* [PROBLEM STATEMENT]:
Copy out the listing below, putting "Result" wherever "Return value" appears and leaving everything else unchanged.

* [DATASET RECORDS]:

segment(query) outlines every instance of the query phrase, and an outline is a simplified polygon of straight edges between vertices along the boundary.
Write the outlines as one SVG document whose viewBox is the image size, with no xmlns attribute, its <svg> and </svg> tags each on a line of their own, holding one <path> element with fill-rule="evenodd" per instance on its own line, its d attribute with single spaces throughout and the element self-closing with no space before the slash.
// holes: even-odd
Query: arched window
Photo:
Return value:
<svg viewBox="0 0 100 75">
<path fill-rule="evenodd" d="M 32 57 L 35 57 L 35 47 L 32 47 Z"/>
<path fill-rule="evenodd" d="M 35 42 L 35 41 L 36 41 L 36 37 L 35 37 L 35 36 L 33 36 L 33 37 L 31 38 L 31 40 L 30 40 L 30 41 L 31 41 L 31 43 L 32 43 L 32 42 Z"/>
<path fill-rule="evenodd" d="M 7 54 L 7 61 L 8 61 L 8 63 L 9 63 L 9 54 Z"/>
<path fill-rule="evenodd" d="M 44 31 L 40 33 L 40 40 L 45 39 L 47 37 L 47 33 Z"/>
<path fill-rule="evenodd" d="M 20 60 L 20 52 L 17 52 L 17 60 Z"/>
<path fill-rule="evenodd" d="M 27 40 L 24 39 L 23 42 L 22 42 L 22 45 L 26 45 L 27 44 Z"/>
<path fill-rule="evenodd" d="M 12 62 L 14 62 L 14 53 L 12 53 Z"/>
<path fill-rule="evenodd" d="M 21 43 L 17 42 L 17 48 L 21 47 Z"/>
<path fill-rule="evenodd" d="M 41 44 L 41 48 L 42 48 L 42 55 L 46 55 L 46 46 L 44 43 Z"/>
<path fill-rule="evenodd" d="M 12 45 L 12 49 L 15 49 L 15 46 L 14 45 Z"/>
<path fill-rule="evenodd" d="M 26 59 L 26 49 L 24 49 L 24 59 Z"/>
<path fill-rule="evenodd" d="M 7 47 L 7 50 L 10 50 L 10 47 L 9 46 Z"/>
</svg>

* [CORRECT ANSWER]:
segment(query) outlines every instance of the query phrase, and an outline is a simplified polygon of straight edges between vertices along the boundary.
Write the outlines as one SVG document whose viewBox is the image size, with no xmlns attribute, its <svg> and </svg> tags each on a line of their own, holding one <path> element with fill-rule="evenodd" per instance on its own line, its d attribute with single spaces throughout and the element self-closing with no space before the slash.
// holes: even-odd
Query: arched window
Photo:
Result:
<svg viewBox="0 0 100 75">
<path fill-rule="evenodd" d="M 32 57 L 35 57 L 35 47 L 32 47 Z"/>
<path fill-rule="evenodd" d="M 35 42 L 35 41 L 36 41 L 36 37 L 35 37 L 35 36 L 33 36 L 33 37 L 31 38 L 31 40 L 30 40 L 30 41 L 31 41 L 31 43 L 32 43 L 32 42 Z"/>
<path fill-rule="evenodd" d="M 7 54 L 7 61 L 8 61 L 8 63 L 9 63 L 9 54 Z"/>
<path fill-rule="evenodd" d="M 44 31 L 40 33 L 40 40 L 45 39 L 47 37 L 47 33 Z"/>
<path fill-rule="evenodd" d="M 20 60 L 20 52 L 17 52 L 17 60 Z"/>
<path fill-rule="evenodd" d="M 27 40 L 24 39 L 23 42 L 22 42 L 22 45 L 26 45 L 27 44 Z"/>
<path fill-rule="evenodd" d="M 12 62 L 14 62 L 14 53 L 12 53 Z"/>
<path fill-rule="evenodd" d="M 21 43 L 17 42 L 17 48 L 21 47 Z"/>
<path fill-rule="evenodd" d="M 41 44 L 41 48 L 42 48 L 42 55 L 46 55 L 46 46 L 44 43 Z"/>
<path fill-rule="evenodd" d="M 12 45 L 12 49 L 15 49 L 15 46 L 14 45 Z"/>
<path fill-rule="evenodd" d="M 26 59 L 26 49 L 24 49 L 24 59 Z"/>
<path fill-rule="evenodd" d="M 7 47 L 7 50 L 10 50 L 10 47 L 9 46 Z"/>
</svg>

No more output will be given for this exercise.